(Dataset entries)

============================================================

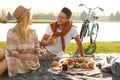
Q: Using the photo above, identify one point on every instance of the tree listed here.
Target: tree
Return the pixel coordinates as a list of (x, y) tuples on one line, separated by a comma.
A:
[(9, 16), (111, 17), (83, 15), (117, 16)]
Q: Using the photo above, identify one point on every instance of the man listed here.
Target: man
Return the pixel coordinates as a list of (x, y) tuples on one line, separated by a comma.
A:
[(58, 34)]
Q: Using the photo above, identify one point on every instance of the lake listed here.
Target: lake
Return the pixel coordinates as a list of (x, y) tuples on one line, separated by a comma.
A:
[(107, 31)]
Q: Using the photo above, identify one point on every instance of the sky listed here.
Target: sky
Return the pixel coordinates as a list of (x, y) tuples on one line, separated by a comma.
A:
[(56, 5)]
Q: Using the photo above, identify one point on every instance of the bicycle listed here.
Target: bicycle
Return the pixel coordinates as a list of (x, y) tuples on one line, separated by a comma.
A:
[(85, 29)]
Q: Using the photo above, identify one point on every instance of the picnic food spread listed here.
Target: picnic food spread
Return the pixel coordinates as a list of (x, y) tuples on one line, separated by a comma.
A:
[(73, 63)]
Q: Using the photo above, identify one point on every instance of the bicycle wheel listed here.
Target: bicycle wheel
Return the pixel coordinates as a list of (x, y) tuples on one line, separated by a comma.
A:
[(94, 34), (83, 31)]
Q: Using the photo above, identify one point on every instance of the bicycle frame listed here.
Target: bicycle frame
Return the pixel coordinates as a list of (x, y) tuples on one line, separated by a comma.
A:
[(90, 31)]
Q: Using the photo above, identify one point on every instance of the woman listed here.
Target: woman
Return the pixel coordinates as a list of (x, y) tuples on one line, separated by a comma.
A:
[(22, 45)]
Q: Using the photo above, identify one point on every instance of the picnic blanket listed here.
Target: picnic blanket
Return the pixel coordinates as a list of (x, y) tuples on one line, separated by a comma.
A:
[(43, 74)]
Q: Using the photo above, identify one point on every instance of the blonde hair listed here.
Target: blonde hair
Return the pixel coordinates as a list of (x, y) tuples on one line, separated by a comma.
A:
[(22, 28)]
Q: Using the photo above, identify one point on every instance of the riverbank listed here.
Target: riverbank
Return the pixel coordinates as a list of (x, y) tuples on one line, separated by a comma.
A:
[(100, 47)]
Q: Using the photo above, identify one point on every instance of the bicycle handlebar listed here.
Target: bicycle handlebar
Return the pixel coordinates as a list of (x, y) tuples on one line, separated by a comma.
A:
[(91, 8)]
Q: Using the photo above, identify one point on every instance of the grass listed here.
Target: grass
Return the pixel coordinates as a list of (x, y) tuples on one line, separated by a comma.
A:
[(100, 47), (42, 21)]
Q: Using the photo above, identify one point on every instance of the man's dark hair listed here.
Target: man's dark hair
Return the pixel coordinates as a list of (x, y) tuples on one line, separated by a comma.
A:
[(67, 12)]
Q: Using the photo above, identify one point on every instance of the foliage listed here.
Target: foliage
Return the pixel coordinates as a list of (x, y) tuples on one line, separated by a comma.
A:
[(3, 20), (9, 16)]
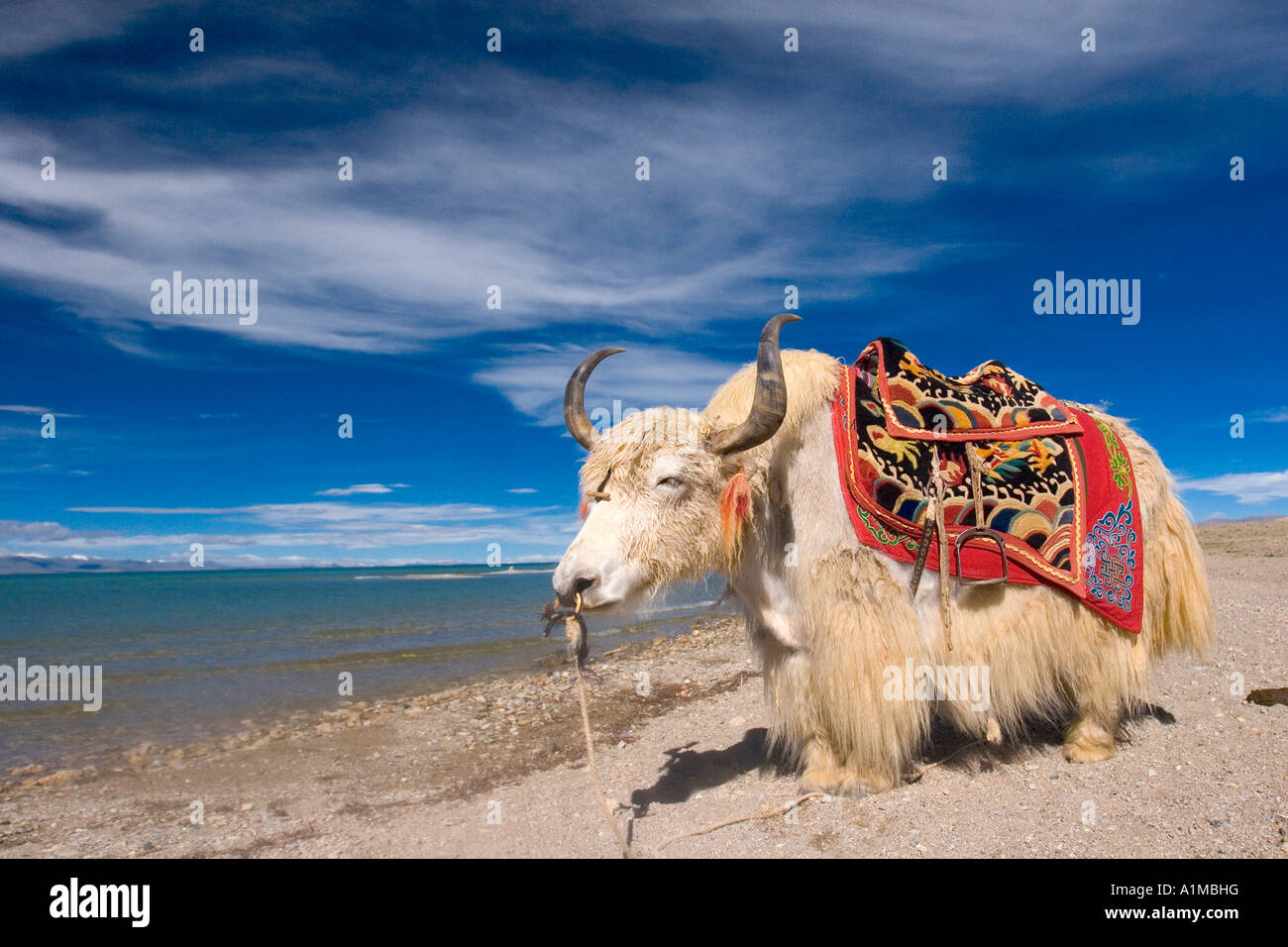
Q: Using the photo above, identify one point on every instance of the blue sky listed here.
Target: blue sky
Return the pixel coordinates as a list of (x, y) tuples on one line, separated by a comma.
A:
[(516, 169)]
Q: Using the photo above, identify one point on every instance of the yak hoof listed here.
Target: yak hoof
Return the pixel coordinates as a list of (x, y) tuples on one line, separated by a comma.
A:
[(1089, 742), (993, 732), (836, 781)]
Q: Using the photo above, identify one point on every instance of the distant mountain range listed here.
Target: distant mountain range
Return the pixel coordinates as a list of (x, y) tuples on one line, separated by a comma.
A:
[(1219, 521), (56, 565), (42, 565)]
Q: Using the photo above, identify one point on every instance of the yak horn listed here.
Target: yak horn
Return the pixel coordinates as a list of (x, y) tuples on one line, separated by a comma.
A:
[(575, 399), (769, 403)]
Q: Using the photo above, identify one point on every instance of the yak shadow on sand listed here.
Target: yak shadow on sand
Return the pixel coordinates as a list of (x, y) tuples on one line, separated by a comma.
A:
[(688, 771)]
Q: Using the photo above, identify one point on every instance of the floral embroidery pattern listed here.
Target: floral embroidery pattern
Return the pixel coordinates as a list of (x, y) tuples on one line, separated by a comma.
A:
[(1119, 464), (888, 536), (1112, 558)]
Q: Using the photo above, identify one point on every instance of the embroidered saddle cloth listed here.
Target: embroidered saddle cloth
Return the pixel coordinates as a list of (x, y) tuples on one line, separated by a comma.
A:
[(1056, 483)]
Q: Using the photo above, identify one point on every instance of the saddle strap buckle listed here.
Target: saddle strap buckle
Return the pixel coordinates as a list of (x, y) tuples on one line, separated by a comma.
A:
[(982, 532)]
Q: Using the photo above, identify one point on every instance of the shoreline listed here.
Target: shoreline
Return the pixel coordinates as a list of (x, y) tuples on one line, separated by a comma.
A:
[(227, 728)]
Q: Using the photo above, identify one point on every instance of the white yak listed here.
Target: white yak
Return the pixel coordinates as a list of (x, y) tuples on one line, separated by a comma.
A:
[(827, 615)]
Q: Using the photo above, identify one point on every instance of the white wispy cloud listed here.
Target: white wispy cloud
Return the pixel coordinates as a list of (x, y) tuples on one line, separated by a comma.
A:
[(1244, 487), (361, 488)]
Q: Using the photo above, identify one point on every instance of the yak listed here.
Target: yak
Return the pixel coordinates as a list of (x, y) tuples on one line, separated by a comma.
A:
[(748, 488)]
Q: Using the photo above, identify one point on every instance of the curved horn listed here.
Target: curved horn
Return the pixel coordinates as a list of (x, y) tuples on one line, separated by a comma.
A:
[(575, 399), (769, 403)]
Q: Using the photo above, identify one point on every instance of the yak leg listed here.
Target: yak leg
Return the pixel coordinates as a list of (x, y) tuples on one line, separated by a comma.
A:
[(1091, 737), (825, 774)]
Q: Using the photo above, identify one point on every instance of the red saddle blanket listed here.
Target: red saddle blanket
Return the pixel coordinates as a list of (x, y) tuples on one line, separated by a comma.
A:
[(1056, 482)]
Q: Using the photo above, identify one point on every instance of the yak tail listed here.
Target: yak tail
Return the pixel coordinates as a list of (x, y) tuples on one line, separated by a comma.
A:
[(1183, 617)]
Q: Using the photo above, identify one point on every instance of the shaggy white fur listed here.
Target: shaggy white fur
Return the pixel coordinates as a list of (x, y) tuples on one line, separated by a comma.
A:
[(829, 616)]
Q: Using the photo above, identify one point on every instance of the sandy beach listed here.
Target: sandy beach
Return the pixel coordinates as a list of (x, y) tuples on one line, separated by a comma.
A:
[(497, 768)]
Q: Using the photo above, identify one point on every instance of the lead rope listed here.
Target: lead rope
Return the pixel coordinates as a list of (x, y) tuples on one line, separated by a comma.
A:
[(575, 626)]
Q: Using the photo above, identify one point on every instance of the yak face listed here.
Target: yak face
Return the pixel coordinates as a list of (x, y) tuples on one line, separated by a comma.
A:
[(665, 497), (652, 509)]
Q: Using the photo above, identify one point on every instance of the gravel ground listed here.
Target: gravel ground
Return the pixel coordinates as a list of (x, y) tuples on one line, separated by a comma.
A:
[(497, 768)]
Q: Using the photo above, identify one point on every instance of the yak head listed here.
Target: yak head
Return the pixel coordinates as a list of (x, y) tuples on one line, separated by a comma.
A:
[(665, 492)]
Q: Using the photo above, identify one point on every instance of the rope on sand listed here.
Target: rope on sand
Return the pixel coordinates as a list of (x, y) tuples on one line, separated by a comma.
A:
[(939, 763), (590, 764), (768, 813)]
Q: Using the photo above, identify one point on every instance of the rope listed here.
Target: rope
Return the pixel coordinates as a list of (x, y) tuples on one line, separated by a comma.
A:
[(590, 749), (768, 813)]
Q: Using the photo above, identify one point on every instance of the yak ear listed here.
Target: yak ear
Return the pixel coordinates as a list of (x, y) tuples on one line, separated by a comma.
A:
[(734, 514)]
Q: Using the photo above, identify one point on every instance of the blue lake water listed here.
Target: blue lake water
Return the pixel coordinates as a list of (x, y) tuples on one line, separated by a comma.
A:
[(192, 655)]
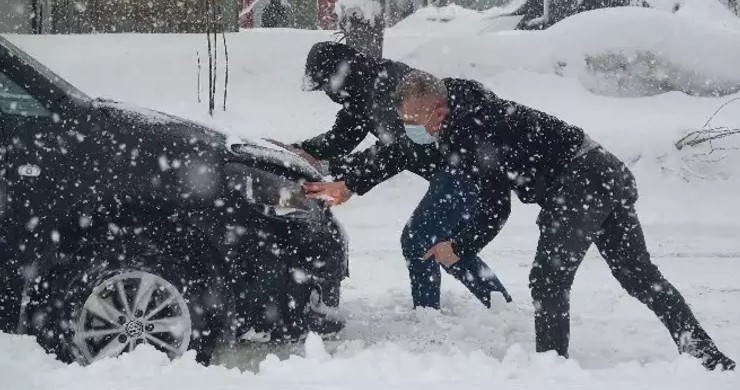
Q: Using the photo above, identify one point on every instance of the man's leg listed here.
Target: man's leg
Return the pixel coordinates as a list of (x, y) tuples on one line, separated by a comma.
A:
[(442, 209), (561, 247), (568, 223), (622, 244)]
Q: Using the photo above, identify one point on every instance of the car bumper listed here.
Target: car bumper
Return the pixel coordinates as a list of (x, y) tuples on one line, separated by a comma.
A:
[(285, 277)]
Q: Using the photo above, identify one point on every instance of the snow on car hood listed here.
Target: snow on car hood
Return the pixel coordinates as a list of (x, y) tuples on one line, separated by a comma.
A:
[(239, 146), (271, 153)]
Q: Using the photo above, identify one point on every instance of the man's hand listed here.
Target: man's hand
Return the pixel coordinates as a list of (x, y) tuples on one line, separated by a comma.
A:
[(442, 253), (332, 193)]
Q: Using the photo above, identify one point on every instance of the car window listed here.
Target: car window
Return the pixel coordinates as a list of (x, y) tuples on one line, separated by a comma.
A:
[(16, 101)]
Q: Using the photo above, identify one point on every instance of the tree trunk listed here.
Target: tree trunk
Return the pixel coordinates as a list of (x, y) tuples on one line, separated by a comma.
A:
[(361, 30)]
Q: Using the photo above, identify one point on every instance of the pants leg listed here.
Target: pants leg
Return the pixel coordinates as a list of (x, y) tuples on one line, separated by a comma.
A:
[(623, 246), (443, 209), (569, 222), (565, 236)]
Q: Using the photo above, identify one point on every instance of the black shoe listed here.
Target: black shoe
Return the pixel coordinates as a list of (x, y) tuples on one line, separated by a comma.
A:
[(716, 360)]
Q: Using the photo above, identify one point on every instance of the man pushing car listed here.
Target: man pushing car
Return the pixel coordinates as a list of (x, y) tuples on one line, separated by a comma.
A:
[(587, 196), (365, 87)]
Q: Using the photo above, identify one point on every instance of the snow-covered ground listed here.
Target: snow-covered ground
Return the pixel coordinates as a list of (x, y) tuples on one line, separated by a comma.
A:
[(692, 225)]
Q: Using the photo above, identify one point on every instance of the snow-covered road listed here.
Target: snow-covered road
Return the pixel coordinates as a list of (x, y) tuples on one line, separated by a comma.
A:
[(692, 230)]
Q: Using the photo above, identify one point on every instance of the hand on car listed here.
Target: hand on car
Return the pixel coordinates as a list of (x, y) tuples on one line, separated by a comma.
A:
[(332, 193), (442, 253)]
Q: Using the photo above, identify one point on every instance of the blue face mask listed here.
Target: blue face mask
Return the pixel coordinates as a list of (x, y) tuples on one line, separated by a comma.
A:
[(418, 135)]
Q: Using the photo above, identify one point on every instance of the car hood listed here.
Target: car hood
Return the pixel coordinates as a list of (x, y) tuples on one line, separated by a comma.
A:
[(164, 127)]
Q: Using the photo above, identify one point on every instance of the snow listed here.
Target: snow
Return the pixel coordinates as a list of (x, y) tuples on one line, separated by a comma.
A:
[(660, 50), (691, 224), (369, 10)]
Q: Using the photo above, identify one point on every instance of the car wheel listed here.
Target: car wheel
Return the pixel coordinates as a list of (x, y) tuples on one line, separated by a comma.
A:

============================================================

Each line above that contains the word "window" must be copied.

Q: Using the photo above, identify one point on every instance of the car window listed here.
Target: car window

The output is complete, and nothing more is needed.